Assigned task - Please go line by line and repeat the data below exactly, with no images.

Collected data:
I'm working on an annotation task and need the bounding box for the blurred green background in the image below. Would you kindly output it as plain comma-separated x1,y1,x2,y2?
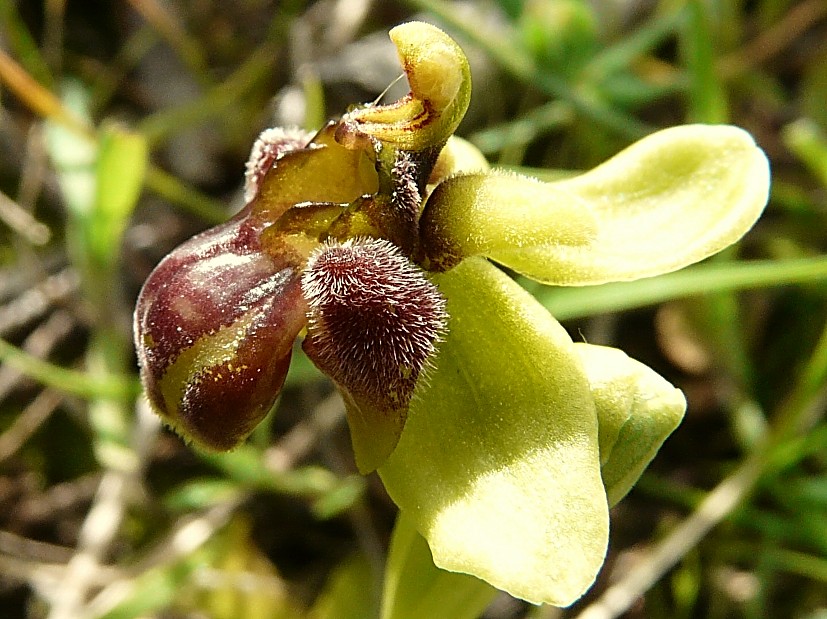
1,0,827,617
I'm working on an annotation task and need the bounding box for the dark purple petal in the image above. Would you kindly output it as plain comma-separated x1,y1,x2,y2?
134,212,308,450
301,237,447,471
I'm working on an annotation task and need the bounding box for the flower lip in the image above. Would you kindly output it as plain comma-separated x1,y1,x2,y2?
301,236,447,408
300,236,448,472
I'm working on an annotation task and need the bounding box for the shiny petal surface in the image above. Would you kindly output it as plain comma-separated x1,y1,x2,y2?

Response for this exercise -
I'm working on an annotation task and need the bounding box for the blurred green background in the image below. Would you kindly output it as plain comma-separated x1,y1,x2,y2?
1,0,827,617
I'm working on an annotation task and need the bounding box for the dark purple petal in the image above. Would you kindly output it as plain comma-separated x1,y1,x2,y2?
134,212,308,450
301,237,447,471
I'm working on an annotation task and need the bounding box for the flower lip in the image above. Would you kindly output it as plain comma-separated x1,y1,x2,y2?
301,236,447,408
300,236,448,472
I'm working on an annotation task and need the bounding box for the shiny petal surface in the image above. Would you kindly output it as plain comma-separated x1,y1,x2,y2?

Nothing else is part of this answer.